§ What to work on: Output each line of text in the material below as a JSON list of strings, one string per line, with blank lines skipped and the images left out.
--
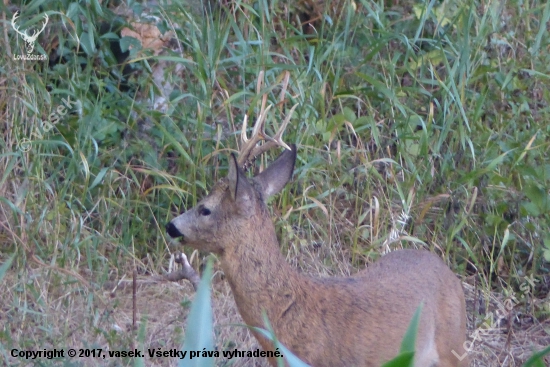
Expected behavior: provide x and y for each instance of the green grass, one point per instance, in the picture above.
(418, 124)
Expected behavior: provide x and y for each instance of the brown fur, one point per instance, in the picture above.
(355, 321)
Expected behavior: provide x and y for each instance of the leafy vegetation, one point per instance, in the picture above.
(419, 123)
--
§ Exercise answer:
[
  "Expected behavior: provide x and y for each instance of the green grass, one point per instance, in the picture above.",
  "(418, 124)",
  "Expected behavior: provide x and y for each instance of the brown fur, one point per instance, in the picture above.",
  "(355, 321)",
  "Expected behavior: provide x and y for each instance of the leafy vegetation, one point per instance, in the picture above.",
  "(419, 123)"
]